Intelligence artificielle et droit d’auteur : rejet par un tribunal américain d’une demande de protection par le copyright d’une image générée par une intelligence artificielle
Le tribunal du district de Columbia a jugé, le 18 août 2023, qu’une œuvre totalement générée par une intelligence artificielle (IA) ne peut être protégeable par le droit d’auteur.
L’affaire a opposé Stephen Thaler, CEO de l’entreprise Imagine Engines, au Copyright Office des Etats-Unis. Stephen Thaler est développeur et propriétaire d’un logiciel nommé « Creative Machine » basé sur l’IA qui génère des images comme celle intitulée « A Recent Entrance to Paradise ».
Stephen Thaler a souhaité enregistrer cette image auprès du Copyright Office en présentant le logiciel d’IA comme auteur de l’œuvre, et en s’identifiant comme titulaire des droits d’auteur qui lui auraient été transférés en application du régime du « work made for hire ». Le Copyright Office a refusé la demande au motif qu’une œuvre, pour être protégée par le copyright, doit être créée par une personne humaine.

*Exercice écrit 1*
Répondez aux questions suivantes sur le texte consacré à l’IA et au droit d’auteur.
(a) À quelle date le tribunal du district de Columbia a-t-il rendu son jugement ?
(b) Comment s’appelle le logiciel dont Stephen Thaler est développeur et propriétaire ?
(c) Pour quel motif le Copyright Office a-t-il refusé la demande ?
*Exercice écrit 2*
Recopiez le passage du texte consacré à l’IA et au droit d’auteur qui commence par « Stephen Thaler a » et se poursuit jusqu’à « une personne humaine. ».

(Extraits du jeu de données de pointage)
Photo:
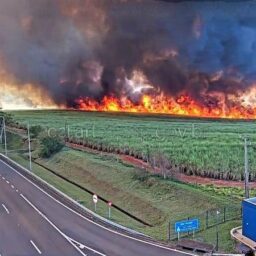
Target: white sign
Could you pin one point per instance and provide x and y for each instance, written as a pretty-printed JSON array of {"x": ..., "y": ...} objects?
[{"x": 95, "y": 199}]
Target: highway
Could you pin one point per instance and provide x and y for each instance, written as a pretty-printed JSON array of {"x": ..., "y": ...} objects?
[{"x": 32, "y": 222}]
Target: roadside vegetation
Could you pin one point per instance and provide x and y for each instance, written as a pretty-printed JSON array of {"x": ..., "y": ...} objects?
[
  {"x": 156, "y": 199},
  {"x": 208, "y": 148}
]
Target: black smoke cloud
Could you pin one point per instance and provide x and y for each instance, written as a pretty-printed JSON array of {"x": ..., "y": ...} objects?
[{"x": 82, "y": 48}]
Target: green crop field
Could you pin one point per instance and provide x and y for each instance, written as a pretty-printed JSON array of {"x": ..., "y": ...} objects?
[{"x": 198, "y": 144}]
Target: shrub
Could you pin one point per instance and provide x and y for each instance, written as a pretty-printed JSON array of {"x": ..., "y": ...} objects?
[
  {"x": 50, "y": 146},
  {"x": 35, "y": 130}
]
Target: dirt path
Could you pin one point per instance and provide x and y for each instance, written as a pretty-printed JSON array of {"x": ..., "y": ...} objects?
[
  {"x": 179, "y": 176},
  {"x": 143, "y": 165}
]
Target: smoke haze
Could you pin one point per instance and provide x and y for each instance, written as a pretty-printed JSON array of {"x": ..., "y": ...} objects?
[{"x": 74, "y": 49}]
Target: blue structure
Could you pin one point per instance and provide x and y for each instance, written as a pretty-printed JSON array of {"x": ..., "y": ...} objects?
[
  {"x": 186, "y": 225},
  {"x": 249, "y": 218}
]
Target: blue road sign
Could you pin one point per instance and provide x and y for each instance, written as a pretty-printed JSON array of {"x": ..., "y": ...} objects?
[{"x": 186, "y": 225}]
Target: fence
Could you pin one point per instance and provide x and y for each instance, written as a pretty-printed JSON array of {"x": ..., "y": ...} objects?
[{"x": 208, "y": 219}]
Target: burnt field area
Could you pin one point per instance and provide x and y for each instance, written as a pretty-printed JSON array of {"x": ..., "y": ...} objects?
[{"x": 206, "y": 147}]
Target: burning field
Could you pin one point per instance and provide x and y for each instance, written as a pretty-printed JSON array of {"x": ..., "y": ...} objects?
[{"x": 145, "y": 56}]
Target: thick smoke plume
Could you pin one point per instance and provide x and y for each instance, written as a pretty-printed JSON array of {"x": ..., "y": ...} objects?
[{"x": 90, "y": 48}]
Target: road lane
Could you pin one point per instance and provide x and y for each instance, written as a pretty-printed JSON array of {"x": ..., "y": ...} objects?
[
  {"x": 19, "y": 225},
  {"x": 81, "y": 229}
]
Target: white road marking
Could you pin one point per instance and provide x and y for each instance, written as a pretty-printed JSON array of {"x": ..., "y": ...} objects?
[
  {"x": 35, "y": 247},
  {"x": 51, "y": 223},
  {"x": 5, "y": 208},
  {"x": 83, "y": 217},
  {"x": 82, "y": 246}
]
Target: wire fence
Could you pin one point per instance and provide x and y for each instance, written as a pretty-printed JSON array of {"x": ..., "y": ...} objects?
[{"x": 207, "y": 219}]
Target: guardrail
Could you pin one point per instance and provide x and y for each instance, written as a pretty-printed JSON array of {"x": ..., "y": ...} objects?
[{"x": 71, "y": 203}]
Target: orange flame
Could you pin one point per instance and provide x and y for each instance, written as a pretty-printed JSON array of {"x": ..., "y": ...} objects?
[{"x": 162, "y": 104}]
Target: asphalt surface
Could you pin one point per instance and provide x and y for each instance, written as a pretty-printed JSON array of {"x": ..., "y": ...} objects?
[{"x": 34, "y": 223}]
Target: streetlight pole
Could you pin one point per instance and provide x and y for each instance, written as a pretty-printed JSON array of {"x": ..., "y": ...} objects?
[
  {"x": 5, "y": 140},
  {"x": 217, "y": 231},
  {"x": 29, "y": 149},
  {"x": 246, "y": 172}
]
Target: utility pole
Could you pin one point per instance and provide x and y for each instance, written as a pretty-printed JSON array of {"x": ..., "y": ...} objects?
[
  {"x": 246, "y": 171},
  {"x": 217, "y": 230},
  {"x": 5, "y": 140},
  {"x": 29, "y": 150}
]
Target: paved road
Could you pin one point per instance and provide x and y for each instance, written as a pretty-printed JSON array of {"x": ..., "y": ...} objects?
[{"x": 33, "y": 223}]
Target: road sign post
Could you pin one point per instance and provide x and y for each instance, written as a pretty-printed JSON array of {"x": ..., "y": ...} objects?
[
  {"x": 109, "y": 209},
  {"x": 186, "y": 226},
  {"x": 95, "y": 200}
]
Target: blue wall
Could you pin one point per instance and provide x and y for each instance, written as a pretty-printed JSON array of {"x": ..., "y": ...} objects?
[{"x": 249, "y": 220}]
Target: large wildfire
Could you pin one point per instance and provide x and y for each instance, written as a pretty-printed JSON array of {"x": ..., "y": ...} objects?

*Corrigé 1*
(a) Le 18 août 2023.
(b) « Creative Machine ».
(c) Parce qu’une œuvre, pour être protégée par le copyright, doit être créée par une personne humaine.

*Corrigé 2*
Stephen Thaler a souhaité enregistrer cette image auprès du Copyright Office en présentant le logiciel d’IA comme auteur de l’œuvre, et en s’identifiant comme titulaire des droits d’auteur qui lui auraient été transférés en application du régime du « work made for hire ». Le Copyright Office a refusé la demande au motif qu’une œuvre, pour être protégée par le copyright, doit être créée par une personne humaine.